* _Rows_:
####################

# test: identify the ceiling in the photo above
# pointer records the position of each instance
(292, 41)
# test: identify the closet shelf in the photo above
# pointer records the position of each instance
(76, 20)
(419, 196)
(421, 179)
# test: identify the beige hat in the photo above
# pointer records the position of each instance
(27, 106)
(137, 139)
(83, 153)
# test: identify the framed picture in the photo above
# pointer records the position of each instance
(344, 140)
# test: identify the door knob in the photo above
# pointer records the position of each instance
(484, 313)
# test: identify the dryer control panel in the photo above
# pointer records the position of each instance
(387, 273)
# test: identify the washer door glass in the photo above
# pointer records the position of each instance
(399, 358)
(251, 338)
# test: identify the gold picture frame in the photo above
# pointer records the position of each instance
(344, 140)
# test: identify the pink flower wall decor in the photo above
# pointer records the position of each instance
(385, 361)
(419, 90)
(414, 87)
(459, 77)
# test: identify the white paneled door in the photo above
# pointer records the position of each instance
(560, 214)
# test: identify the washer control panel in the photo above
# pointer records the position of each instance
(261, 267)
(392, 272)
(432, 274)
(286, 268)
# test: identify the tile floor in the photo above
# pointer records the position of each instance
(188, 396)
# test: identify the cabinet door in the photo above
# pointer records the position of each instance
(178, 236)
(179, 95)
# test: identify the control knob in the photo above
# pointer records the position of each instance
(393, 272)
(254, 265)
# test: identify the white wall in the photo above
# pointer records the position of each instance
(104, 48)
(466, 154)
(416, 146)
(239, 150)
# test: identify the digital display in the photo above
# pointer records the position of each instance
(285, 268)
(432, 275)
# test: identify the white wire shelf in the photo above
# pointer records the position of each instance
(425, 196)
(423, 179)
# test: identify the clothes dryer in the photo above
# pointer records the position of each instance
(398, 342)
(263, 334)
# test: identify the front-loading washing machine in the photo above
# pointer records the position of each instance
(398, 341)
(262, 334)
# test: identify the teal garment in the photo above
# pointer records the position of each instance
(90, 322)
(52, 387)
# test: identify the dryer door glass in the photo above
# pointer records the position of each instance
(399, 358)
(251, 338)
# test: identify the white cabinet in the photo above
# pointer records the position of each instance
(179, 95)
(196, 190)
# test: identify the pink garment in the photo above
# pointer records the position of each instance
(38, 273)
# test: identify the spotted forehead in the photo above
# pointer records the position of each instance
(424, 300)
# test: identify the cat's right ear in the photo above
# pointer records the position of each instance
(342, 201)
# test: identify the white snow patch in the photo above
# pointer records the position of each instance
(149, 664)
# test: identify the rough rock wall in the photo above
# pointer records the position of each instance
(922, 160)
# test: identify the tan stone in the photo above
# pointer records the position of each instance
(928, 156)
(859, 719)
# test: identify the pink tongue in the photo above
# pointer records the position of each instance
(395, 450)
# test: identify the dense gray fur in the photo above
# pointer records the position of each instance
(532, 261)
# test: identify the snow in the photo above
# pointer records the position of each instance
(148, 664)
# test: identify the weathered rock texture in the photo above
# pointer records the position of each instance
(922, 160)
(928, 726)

####################

* _Aim of the task_: Through the last line of the entries above, beginning at the line containing "# test: identify the digital", transcribe each line exactly, both ends included and nothing more.

* _Response to this exercise_:
# test: identify the digital display in the photo above
# pointer records the position of each instance
(285, 268)
(432, 275)
# test: identify the white wire shelf in the photo above
# pointer records the position of each instance
(425, 196)
(423, 179)
# test: identify the clothes dryer in the photo above
# pointer records the position of each instance
(398, 342)
(263, 334)
# test: identify the front-loading washing machine in the photo above
# pointer records the position of each instance
(398, 341)
(262, 334)
# test: identify the teal garment in the photo above
# pointer records the position of each instance
(90, 322)
(52, 387)
# test: identify the dryer door glass in the photo above
# pointer records the position of each instance
(399, 358)
(251, 338)
# test: identify the white cabinet in the photo above
# pointer records the position of each instance
(179, 95)
(196, 190)
# test: identify the pink garment in the photo above
# pointer records the position of each instance
(38, 273)
# test: identify the spotted forehead in the photo above
# pointer records the position of each instance
(424, 300)
# test: identify the cat's right ear in the photo above
# pointer records the position of each instance
(342, 201)
# test: identify the white snow patch in the photo above
# pointer records the position of each instance
(149, 664)
# test: identify the rough rock wall in the photo above
# pointer records the position of each instance
(922, 160)
# test: identify the tan stone in the photo above
# pointer records the position of each instance
(928, 156)
(859, 719)
# test: identify the pink tongue in the photo above
# pointer records the position of each instance
(395, 450)
# test: identify the dense gray fur in the photo above
# pointer records the position of each instance
(532, 261)
# test: identify the snow in the photo above
# pointer records the position of each instance
(148, 664)
# test: identify the weathered rock texture in the photo above
# pointer records the position of each instance
(922, 160)
(928, 726)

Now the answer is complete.